→ **DIRECTIONS**
Copy out all lines in the material below that contain the string "provide".

→ **EXERCISE INPUT**
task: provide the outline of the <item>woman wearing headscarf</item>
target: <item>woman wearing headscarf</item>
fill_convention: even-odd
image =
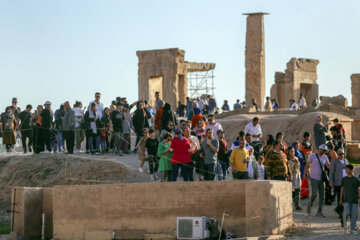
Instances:
[[[161,132],[161,118],[164,112],[164,100],[160,99],[158,102],[158,109],[155,114],[155,132],[158,136]]]
[[[44,151],[44,133],[41,118],[41,112],[43,110],[44,107],[42,105],[38,105],[32,118],[34,153],[40,153]]]
[[[16,143],[16,123],[17,122],[11,106],[6,107],[5,112],[1,114],[1,130],[3,135],[3,144],[6,145],[7,152],[11,152],[11,146]]]
[[[205,116],[201,113],[200,108],[194,108],[194,116],[191,119],[191,126],[196,126],[196,124],[198,123],[199,120],[203,120],[205,122],[205,127],[206,127],[206,118]]]
[[[191,119],[194,116],[194,109],[195,108],[199,108],[199,104],[196,101],[193,101],[192,104],[191,104],[191,111],[189,112],[189,115],[188,115],[188,120],[189,121],[191,121]]]
[[[176,115],[171,111],[171,106],[169,103],[165,103],[163,114],[161,117],[161,129],[165,129],[169,122],[173,122],[177,126]]]
[[[273,135],[271,135],[271,134],[267,135],[266,136],[266,145],[263,150],[265,162],[268,158],[269,153],[271,153],[274,150],[273,143],[274,143]]]
[[[176,182],[179,174],[179,168],[184,181],[189,181],[189,166],[191,162],[189,151],[191,149],[190,142],[187,138],[183,137],[182,130],[176,128],[175,137],[171,141],[170,151],[173,153],[171,157],[171,181]]]

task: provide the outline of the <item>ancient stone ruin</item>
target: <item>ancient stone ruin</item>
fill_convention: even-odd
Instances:
[[[352,106],[360,108],[360,73],[351,75]]]
[[[268,13],[244,13],[247,15],[245,48],[245,99],[248,106],[254,98],[258,107],[264,108],[265,99],[265,34],[264,15]]]
[[[275,84],[271,86],[271,98],[277,98],[280,108],[287,108],[290,99],[299,99],[302,93],[307,105],[319,97],[317,65],[319,60],[292,58],[286,64],[285,73],[275,73]]]
[[[187,73],[215,68],[215,63],[186,62],[185,51],[179,48],[137,51],[136,54],[139,98],[148,99],[151,106],[155,103],[154,93],[159,91],[160,98],[175,109],[178,101],[186,102]]]

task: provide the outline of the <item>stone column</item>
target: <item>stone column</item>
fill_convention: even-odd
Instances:
[[[244,13],[247,15],[246,49],[245,49],[245,80],[246,104],[254,98],[260,109],[265,101],[265,35],[264,15],[268,13]]]
[[[352,106],[360,108],[360,73],[351,75]]]

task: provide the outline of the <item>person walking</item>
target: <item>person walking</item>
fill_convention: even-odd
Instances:
[[[97,117],[98,117],[99,119],[102,118],[102,114],[103,114],[103,111],[104,111],[104,104],[102,104],[102,103],[100,102],[100,98],[101,98],[101,93],[96,92],[96,93],[95,93],[95,100],[91,101],[91,102],[89,103],[89,106],[88,106],[88,111],[90,111],[92,104],[93,104],[93,103],[96,104]]]
[[[137,103],[137,109],[134,112],[132,121],[136,133],[135,146],[138,146],[141,137],[143,137],[144,128],[149,128],[149,119],[144,109],[144,104],[142,102]],[[134,152],[137,152],[136,147],[134,149]]]
[[[84,141],[84,131],[82,124],[84,122],[84,109],[82,102],[76,101],[73,108],[75,114],[75,149],[76,152],[81,152],[81,143]]]
[[[201,143],[201,149],[205,153],[205,181],[214,181],[217,166],[217,153],[219,151],[219,141],[214,138],[213,130],[208,128],[205,132],[205,139]]]
[[[321,144],[318,148],[317,153],[313,153],[307,159],[307,163],[304,170],[304,179],[307,176],[308,181],[311,181],[311,197],[307,207],[307,213],[311,214],[311,207],[319,194],[319,206],[317,210],[317,217],[325,217],[322,213],[322,207],[324,205],[324,195],[325,195],[325,166],[330,168],[330,162],[327,158],[325,152],[328,151],[328,148],[325,144]],[[311,168],[309,174],[309,168]]]
[[[38,105],[31,119],[33,127],[33,150],[36,154],[44,151],[44,133],[41,120],[41,112],[43,110],[43,106]]]
[[[24,154],[28,151],[32,152],[32,145],[33,145],[33,129],[31,126],[31,119],[32,119],[32,106],[28,104],[24,111],[19,114],[19,130],[21,132],[21,142]],[[27,143],[28,141],[28,143]]]
[[[225,140],[224,131],[219,129],[217,130],[216,135],[219,141],[219,151],[217,153],[217,158],[219,160],[219,164],[222,170],[222,179],[225,180],[227,175],[227,170],[230,165],[229,149],[228,149],[228,144]]]
[[[360,181],[354,176],[354,166],[346,165],[346,177],[341,182],[340,205],[344,206],[346,218],[350,218],[350,231],[353,235],[359,233],[355,230],[358,219]]]
[[[123,142],[122,151],[123,153],[129,154],[131,148],[131,130],[134,129],[132,122],[132,115],[129,112],[129,104],[125,104],[123,107]]]
[[[100,147],[100,118],[97,104],[92,103],[90,110],[85,113],[86,131],[88,136],[89,153],[95,154]]]
[[[223,130],[223,128],[222,128],[222,126],[221,126],[221,124],[220,123],[218,123],[218,122],[216,122],[216,120],[215,120],[215,115],[213,115],[213,114],[209,114],[208,115],[208,124],[206,125],[206,127],[205,127],[205,131],[207,130],[207,129],[209,129],[209,128],[211,128],[212,130],[213,130],[213,137],[215,138],[215,139],[218,139],[218,135],[216,134],[219,130]]]
[[[291,146],[288,149],[288,162],[289,168],[292,173],[292,198],[295,204],[295,210],[302,210],[300,207],[300,189],[301,189],[301,173],[300,173],[300,161],[295,156],[295,148]]]
[[[161,182],[171,181],[171,157],[172,152],[170,151],[170,145],[173,137],[171,133],[166,133],[165,138],[159,144],[157,155],[160,157],[159,160],[159,172]]]
[[[329,182],[330,187],[334,189],[334,192],[336,194],[337,207],[335,208],[335,211],[339,214],[341,227],[344,227],[342,217],[344,208],[340,205],[340,192],[342,179],[347,176],[346,165],[349,164],[349,161],[344,158],[344,151],[342,148],[338,149],[337,155],[338,158],[331,161],[330,163]]]
[[[62,129],[66,141],[66,150],[69,154],[73,154],[75,143],[75,112],[71,109],[68,101],[64,103],[64,111],[65,115],[62,121]]]
[[[62,121],[64,119],[65,111],[64,111],[64,104],[60,105],[60,108],[57,109],[54,113],[55,117],[55,131],[56,131],[56,142],[57,148],[59,152],[63,152],[65,149],[64,146],[64,136],[62,131]]]
[[[250,134],[254,145],[260,142],[260,138],[262,136],[261,126],[260,126],[260,119],[258,117],[254,117],[252,122],[248,123],[245,126],[245,134]]]
[[[121,145],[123,141],[123,114],[122,114],[122,103],[116,104],[116,109],[111,113],[110,124],[113,129],[113,137],[115,139],[113,153],[123,156],[121,153]]]
[[[163,114],[161,116],[161,129],[166,129],[169,122],[173,122],[177,126],[178,122],[175,113],[171,110],[169,103],[165,103]]]

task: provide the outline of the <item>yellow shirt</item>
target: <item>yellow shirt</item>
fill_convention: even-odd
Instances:
[[[235,148],[231,152],[230,163],[234,164],[235,170],[239,172],[247,171],[247,164],[243,161],[249,157],[249,151],[245,148]]]

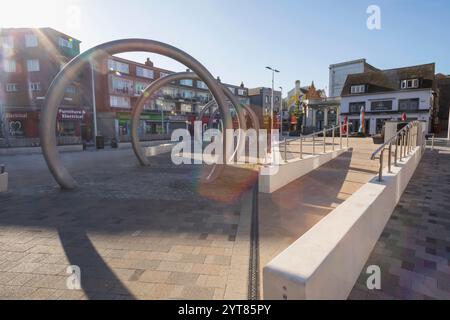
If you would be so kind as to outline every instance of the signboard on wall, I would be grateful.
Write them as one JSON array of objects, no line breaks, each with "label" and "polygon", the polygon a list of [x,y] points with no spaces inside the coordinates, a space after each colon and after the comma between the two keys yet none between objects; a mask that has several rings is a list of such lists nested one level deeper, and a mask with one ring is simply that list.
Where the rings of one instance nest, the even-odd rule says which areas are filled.
[{"label": "signboard on wall", "polygon": [[59,120],[83,120],[86,111],[84,110],[74,110],[74,109],[59,109],[58,119]]}]

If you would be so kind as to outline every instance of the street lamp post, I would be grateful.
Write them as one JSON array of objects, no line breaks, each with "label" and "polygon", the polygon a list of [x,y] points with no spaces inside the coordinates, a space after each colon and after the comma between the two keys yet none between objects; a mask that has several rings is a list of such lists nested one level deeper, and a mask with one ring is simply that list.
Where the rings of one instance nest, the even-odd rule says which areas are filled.
[{"label": "street lamp post", "polygon": [[275,73],[280,73],[275,68],[272,67],[266,67],[266,69],[272,71],[272,101],[270,104],[270,133],[272,134],[273,131],[273,103],[274,103],[274,91],[275,91]]},{"label": "street lamp post", "polygon": [[280,87],[281,99],[280,99],[280,134],[283,136],[283,87]]}]

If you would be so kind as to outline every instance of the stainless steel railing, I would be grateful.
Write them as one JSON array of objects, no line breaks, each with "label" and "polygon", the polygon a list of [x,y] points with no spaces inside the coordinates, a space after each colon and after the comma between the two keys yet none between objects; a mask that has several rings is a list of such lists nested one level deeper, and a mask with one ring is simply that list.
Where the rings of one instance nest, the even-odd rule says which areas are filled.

→ **YOUR SOLUTION**
task: provide the outline of the <item>woman wearing headscarf</item>
task: provide the outline of the <item>ancient stone ruin</item>
task: provide the outline of the <item>stone column</item>
task: provide the outline of the <item>person walking</item>
task: provide the outline of the <item>yellow shirt</item>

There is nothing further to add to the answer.